## Document section
○ ○ ○ ○ ○
The West Memphis Three: from left, Jason Baldwin, Damien Echols and Jessie Misskelley Jr. (CBS)

Johnny Depp, Eddie Vedder Support West Memphis 3 with Benefit Concert
Singer Eddie Vedder, left, and Actor Johnny Depp, right (AP Photo/Brian Chilson)

WEST MEMPHIS, Ark. (CBS/WREG) Actor Johnny Depp has fervently thrown his support behind the West Memphis 3, hosting a benefit concert in hopes of calling attention to the three young men he believes have been wrongfully convicted of heinous crimes.

Over the weekend, The "Pirates of the Caribbean" star along with Eddie Vedder of Pearl Jam and Natalie Maines of the Dixie Chicks packed Little Rock's Robinson Center Music Hall with roughly 2,500 people, reports CBS affiliate WREG.

The date of the concert falls is just one month before Damien Echols, the one of the West Memphis 3 on death row, appeals for a new trial.

However, these celebs are not the only ones seeking justice for the trio.
○ ○ ○ ○ ○
## Data block
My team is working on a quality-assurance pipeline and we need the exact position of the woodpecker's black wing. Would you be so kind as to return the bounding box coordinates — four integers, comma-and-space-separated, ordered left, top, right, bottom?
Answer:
○ ○ ○ ○ ○
## What to work on
1. For the article on the West Memphis 3 benefit concert, decide whether each statement agrees with it, answering yes or no and quoting the words that settle it: (a) The concert took place at Robinson Center Music Hall in Little Rock. (b) About 5,000 people attended. (c) Natalie Maines is a member of Pearl Jam.
2. Answer these questions from the article on the West Memphis 3 benefit concert:
(a) Which band is Eddie Vedder from?
(b) Which of the West Memphis 3 is on death row?
(c) Which CBS affiliate reported on the concert?
3. Carry the article on the West Memphis 3 benefit concert forward from its final sentence.
The lines after the concert article play no role in what is asked here.

## Per-task outputs
1.
(a) Yes: "packed Little Rock's Robinson Center Music Hall"
(b) No: "with roughly 2,500 people"
(c) No: "Natalie Maines of the Dixie Chicks"

2.
(a) Pearl Jam
(b) Damien Echols
(c) WREG

3.
Jessie Misskelley, Sr., whose son Jessie, Jr. is one of the accused, is very grateful to know that he is not alone in the fight for his son's freedom.

"It makes me feel good. I know people that didn't him like Johnny Depp. He don't know him from Adam and they all getting up there saying he's not guilty. Makes me feel good," Misskelley, Sr. told WREG.

Pearl Jam frontman Eddie Vedder, left, and Actor Johnny Depp, right (AP Photo/Brian Chilson)

The goal of the concert was raise awareness, as well as raise money to help pay legal fees for the men convicted as teenagers in the 1993 murders of three 8-year-old boys from West Memphis, Ark.

Jessie Misskelley, Jr., Jason Baldwin, and Damien Echols have been in prison for 17 years after they were convicted of murdering Steve Branch, Christopher Byers, and Michael Moore whose bodies were found bound and mutilated in a creek.

Misskelley and Baldwin are serving life sentences.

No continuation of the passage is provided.